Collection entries
* * * * * * * * *

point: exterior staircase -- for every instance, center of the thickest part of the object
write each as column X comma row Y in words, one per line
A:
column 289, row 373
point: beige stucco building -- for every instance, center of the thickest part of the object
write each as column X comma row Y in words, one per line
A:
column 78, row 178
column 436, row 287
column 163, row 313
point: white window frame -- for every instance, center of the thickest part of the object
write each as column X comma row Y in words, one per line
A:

* * * * * * * * *

*To do*
Rewrite the whole listing with "thickest part" swapped for "widest section" and no other changes.

*Problem solution*
point: exterior staircase -- for every instance, center of the widest section of the object
write each as column X comma row Y in words, one per line
A:
column 289, row 373
point: beige stucco building -- for every instance, center of the widest section of the object
write each as column X comma row Y in words, one per line
A:
column 78, row 178
column 436, row 287
column 163, row 313
point: white window frame -- for every instance, center of the widest section of the object
write each as column X comma row Y in words, one per line
A:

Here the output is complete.